# What the task requires:
Please copy the data shown below, word for word.

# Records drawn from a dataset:
◆ ◆ ◆ ◆ ◆
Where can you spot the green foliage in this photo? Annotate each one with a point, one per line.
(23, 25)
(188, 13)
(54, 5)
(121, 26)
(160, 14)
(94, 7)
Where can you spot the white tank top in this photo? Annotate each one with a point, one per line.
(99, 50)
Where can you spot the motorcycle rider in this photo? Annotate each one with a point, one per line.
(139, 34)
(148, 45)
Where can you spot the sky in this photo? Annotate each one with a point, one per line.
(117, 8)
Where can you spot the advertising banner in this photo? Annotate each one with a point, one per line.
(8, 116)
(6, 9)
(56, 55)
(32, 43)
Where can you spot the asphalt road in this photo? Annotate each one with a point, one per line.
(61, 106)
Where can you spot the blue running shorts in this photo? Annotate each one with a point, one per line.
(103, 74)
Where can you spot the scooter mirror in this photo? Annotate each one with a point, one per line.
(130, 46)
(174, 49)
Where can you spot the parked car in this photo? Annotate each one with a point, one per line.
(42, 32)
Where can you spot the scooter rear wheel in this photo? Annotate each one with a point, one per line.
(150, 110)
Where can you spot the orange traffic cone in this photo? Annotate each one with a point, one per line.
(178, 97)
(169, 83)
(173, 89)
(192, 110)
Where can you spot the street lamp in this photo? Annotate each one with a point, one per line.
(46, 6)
◆ ◆ ◆ ◆ ◆
# Solution to this task:
Where can you spot the green foliage in this photo? Annotate each one with a point, one per line.
(23, 25)
(188, 13)
(54, 5)
(121, 26)
(160, 14)
(94, 7)
Where can you spot the white tank top in this photo? Annotate each one with a point, one per line.
(99, 50)
Where can you spot the motorcycle rider in this photo? Annotate each one with a point, one per line.
(139, 34)
(148, 45)
Where can you spot the sky in this photo? Annotate each one with a point, one per line.
(117, 8)
Where can you spot the advertising banner in this photo? Annotate each one with a point, one per line.
(8, 116)
(6, 9)
(56, 55)
(32, 43)
Where can you spot the asphalt road in this photo? Annotate each one with a point, one per line.
(61, 106)
Where can you spot the blue running shorts in this photo? Annotate each one with a point, one per line.
(103, 74)
Where can you spot the scooter mirror in this photo? Annotate each one with a point, one per line.
(130, 46)
(174, 49)
Where can you spot the parked car in this photo? Annotate each one with a point, one per line.
(42, 32)
Where can you spot the scooter rear wheel in this photo? Annotate each one with a point, one per line.
(150, 110)
Where can you spot the orange traffic cone in this photo? Annotate each one with a point, one per line.
(178, 97)
(169, 83)
(173, 89)
(192, 110)
Where can you spot the street lamp in this photo? Annotate each one with a point, one per line.
(46, 6)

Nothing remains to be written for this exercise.